- _Excerpted passage_
□ □ □
Alright, confession time. I watched Dr. Phil yesterday. Truitt was napping and I was being lazy, so, Kayci and cuddled on the couch and watched Dr. Phil. (Does this violate Man-Law 112.03b?)
Anyways, the topic was "Sex and Teens." Bishop Jakes was a special guest who appeared to be co-hosting the show with the Phil-master.
The guests were:
-An abstinence teacher who sees abstinence as the only way. He was a pastor for many years. To say the least, he is very passionate about abstaining from sex until marriage.
-A 21-year-old who learned under the "abstinence teacher." She thinks that teens should be given more information concerning contraceptives, diseases, and the human body. She felt that the teacher used scare tactics to drive people to abstinence.
-A 14-year-old girl and her mother who began having sex at the age of 13 with her mothers consent. Her mother felt that she was old enough and mature enough to make decisions on her own.
-An 18-year-old who is committed to remaining a virgin until marriage.
□ □ □
- _Exercise data_
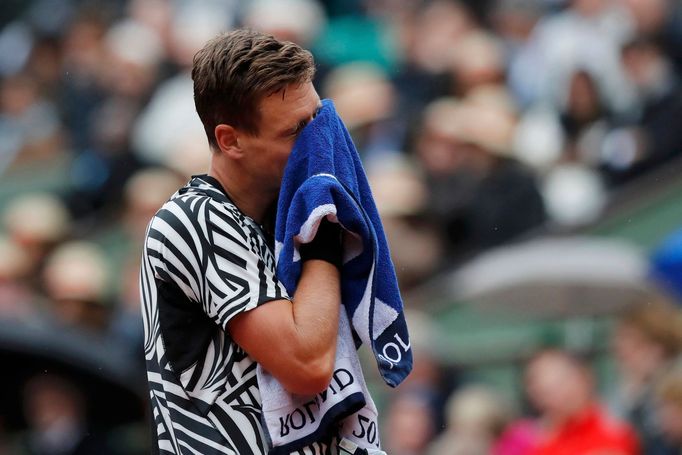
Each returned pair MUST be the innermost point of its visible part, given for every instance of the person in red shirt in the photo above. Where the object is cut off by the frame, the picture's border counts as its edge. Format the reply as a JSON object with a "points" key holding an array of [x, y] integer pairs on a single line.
{"points": [[571, 421]]}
□ □ □
- _Questions on the material_
(1) Reproduce the part of the Dr. Phil post that opens with the words containing "Anyways, the topic" and closes with "virgin until marriage.".
(2) Decide whether each statement agrees with the Dr. Phil post, answering yes or no and quoting the deciding words: (a) The abstinence teacher had been a pastor for many years. (b) The 21-year-old thinks teens should be given less information about contraceptives. (c) The 14-year-old began having sex at 13 without her mother's consent.
The material placed after the Dr. Phil post comes from a separate source.

- _Task-by-task results_
(1)
Anyways, the topic was "Sex and Teens." Bishop Jakes was a special guest who appeared to be co-hosting the show with the Phil-master.
The guests were:
-An abstinence teacher who sees abstinence as the only way. He was a pastor for many years. To say the least, he is very passionate about abstaining from sex until marriage.
-A 21-year-old who learned under the "abstinence teacher." She thinks that teens should be given more information concerning contraceptives, diseases, and the human body. She felt that the teacher used scare tactics to drive people to abstinence.
-A 14-year-old girl and her mother who began having sex at the age of 13 with her mothers consent. Her mother felt that she was old enough and mature enough to make decisions on her own.
-An 18-year-old who is committed to remaining a virgin until marriage.

(2)
(a) Yes: "He was a pastor for many years."
(b) No: "She thinks that teens should be given more information concerning contraceptives, diseases, and the human body."
(c) No: "began having sex at the age of 13 with her mothers consent."